— START OF GIVEN PASSAGE —

# Bible sayings-- Biblical or Not?



## GunnSmokeer (Sep 3, 2015)

My bible study group has given us all homework of collecting some popular slogans, sayings, axioms, maxims, adages, etc. that are OFTEN ATTRIBUTED TO THE BIBLE (Old or New Testament).

We should then do some research to see if they are really quotes from scripture, rough paraphrases of scripture, or simply not from the bible at all (they could be consistent with biblical principles without being either a quote or close paraphrase of some chapter and verse of the bible.)

Can y'all help with this?

I've made some notes on the following ones, but I'd like to collect and analyze a few more:

"Waste not, want not."
"[if you] spare the rod, [then you will] spoil the child."
"God helps those who help themselves."

What others can you think of?


----------



## gordon 2 (Sep 3, 2015)

GunnSmokeer said:


> My bible study group has given us all homework of collecting some popular slogans, sayings, axioms, maxims, adages, etc. that are OFTEN ATTRIBUTED TO THE BIBLE (Old or New Testament).
> 
> We should then do some research to see if they are really quotes from scripture, rough paraphrases of scripture, or simply not from the bible at all (they could be consistent with biblical principles without being either a quote or close paraphrase of some chapter and verse of the bible.)
> 
> ...




Wisdom? It is fear of the lord.
Understanding?---avoidance of evil.

These are not  sayings, perhaps unfortunately. But imagine if they were?

Saying in use:

 That's  older than Job. Or, that's older than Herod. How old are they?


----------



## Artfuldodger (Sep 3, 2015)

The lion shall lay down with the lamb.- Not biblical


----------



## NE GA Pappy (Sep 3, 2015)

Cleanliness is next to Godliness


----------



## NE GA Pappy (Sep 3, 2015)

Money is the root of all evil


----------



## NE GA Pappy (Sep 3, 2015)

God will not give you more that you can handle.

This too shall pass.

Eve gave Adam the apple to eat.

God works in mysterious ways.

Hate the sin, love the sinner.


----------



## GunnSmokeer (Sep 3, 2015)

Artfuldodger said:


> The lion shall lay down with the lamb.- Not biblical



OH, I have to disagree with you there.  It's a very close summary of what the Bible says will happen in Isaiah 11:6 and 65:25.  What it actually says is that wolves and lambs will live together and feed together. Leopards will lie down with goats. Calves and lions and yearlings will be together. The lion will eat straw, like an ox would.

— END OF GIVEN PASSAGE —
— START OF MATERIAL PROVIDED —

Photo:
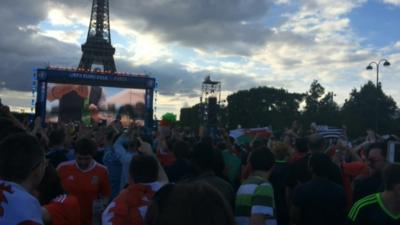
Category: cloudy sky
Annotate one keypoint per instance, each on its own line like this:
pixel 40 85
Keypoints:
pixel 242 43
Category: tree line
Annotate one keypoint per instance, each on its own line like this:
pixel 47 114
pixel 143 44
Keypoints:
pixel 278 108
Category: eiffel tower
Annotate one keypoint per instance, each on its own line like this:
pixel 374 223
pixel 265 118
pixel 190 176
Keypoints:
pixel 98 48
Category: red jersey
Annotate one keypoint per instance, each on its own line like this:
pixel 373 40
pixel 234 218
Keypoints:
pixel 87 185
pixel 130 206
pixel 64 210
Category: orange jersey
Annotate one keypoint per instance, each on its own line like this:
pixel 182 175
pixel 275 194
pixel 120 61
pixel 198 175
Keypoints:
pixel 130 206
pixel 87 185
pixel 64 210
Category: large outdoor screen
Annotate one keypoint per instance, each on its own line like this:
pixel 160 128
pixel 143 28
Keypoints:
pixel 89 104
pixel 93 97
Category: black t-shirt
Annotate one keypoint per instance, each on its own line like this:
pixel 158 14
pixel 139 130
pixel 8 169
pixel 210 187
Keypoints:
pixel 321 202
pixel 366 186
pixel 299 173
pixel 180 170
pixel 370 211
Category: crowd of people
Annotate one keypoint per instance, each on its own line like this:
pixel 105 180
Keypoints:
pixel 70 174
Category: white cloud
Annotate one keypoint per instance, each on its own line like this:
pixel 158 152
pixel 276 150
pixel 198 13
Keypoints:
pixel 392 2
pixel 71 37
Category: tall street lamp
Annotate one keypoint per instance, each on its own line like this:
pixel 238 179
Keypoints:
pixel 369 67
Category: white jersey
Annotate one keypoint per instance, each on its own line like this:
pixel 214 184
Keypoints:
pixel 17 206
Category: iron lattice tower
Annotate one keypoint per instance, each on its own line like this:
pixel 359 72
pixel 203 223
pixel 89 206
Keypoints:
pixel 98 48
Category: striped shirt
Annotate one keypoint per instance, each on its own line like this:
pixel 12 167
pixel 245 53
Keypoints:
pixel 370 210
pixel 255 196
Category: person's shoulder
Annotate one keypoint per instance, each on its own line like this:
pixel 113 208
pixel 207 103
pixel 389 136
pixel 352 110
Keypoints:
pixel 66 165
pixel 361 204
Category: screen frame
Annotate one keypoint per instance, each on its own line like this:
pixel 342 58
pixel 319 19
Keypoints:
pixel 93 78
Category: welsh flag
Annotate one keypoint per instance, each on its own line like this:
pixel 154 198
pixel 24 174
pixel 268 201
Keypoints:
pixel 245 136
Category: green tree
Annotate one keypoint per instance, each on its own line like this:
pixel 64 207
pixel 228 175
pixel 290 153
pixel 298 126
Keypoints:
pixel 320 107
pixel 359 110
pixel 263 106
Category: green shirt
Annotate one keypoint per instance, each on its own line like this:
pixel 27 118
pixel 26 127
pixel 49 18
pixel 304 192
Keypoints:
pixel 254 196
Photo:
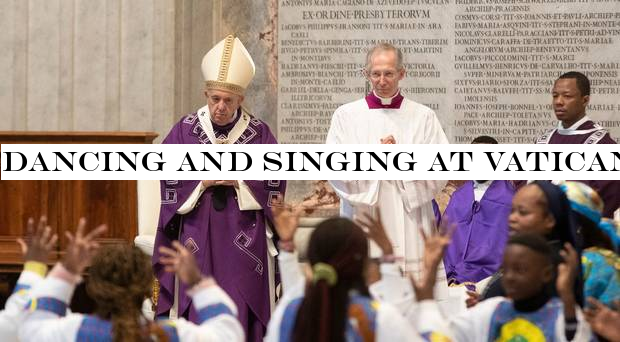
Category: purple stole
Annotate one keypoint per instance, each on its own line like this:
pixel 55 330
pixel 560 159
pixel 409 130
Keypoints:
pixel 481 231
pixel 609 190
pixel 229 244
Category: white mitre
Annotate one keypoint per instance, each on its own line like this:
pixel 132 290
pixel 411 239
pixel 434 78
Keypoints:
pixel 228 66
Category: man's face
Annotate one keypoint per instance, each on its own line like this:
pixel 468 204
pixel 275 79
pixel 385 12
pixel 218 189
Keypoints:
pixel 383 73
pixel 222 105
pixel 568 103
pixel 525 272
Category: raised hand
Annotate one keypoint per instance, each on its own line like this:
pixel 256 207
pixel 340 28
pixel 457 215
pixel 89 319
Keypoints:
pixel 286 219
pixel 81 247
pixel 376 232
pixel 603 320
pixel 182 262
pixel 388 140
pixel 434 247
pixel 39 242
pixel 567 271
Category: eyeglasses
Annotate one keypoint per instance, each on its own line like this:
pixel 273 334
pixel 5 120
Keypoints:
pixel 389 75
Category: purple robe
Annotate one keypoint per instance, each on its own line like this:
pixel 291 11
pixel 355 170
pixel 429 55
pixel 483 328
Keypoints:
pixel 230 244
pixel 609 190
pixel 477 245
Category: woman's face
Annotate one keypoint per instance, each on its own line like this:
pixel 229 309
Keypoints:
pixel 529 212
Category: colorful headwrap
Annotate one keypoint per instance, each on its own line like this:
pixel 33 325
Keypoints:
pixel 587 202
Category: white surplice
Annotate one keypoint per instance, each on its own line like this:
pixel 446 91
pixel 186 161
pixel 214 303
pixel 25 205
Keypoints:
pixel 405 206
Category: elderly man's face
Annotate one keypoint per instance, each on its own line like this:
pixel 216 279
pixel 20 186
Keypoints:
pixel 569 104
pixel 222 105
pixel 383 73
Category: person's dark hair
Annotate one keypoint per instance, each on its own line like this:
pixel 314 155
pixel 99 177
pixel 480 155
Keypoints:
pixel 484 139
pixel 121 277
pixel 323 313
pixel 592 235
pixel 534 242
pixel 583 83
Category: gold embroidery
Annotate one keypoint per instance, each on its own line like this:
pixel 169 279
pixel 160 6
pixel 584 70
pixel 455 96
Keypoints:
pixel 226 56
pixel 233 88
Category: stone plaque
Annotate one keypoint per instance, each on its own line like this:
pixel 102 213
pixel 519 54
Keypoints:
pixel 485 66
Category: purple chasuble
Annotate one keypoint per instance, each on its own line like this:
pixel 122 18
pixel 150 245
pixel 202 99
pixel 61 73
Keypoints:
pixel 609 190
pixel 477 245
pixel 375 103
pixel 229 244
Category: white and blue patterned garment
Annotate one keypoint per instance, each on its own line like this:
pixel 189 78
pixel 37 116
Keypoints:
pixel 45 317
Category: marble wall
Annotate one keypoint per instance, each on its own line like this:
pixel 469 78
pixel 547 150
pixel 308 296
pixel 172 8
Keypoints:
pixel 113 65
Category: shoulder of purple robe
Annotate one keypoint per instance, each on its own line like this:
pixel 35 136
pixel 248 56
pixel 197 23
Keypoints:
pixel 463 197
pixel 606 139
pixel 500 191
pixel 187 131
pixel 175 192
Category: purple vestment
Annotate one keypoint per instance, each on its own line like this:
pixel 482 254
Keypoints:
pixel 477 245
pixel 609 190
pixel 229 244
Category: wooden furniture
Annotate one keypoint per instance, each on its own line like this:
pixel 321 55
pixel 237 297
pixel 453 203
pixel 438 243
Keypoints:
pixel 64 202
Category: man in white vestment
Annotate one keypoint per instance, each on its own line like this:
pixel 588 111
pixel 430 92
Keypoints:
pixel 386 117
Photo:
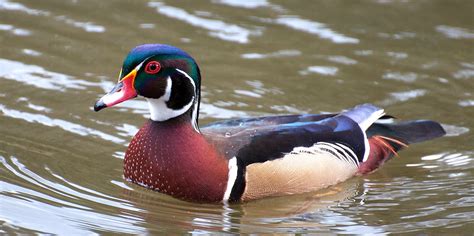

— END OF MATERIAL PROVIDED —

### SET TASKS
**A.** From the forum thread on Bible sayings, list every saying that NE GA Pappy posted.
**B.** In the part of the listing that opens with the line containing "Category: man's face" and closes with the line containing "pixel 525 272", swap "instance" for "object". Write out only those lines, with nothing else changed.

### RESPONSES
**A.**
- Cleanliness is next to Godliness
- Money is the root of all evil
- God will not give you more that you can handle.
- This too shall pass.
- Eve gave Adam the apple to eat.
- God works in mysterious ways.
- Hate the sin, love the sinner.

**B.**
Category: man's face
Annotate one keypoint per object, each on its own line like this:
pixel 468 204
pixel 275 79
pixel 385 12
pixel 218 189
Keypoints:
pixel 383 73
pixel 222 105
pixel 568 103
pixel 525 272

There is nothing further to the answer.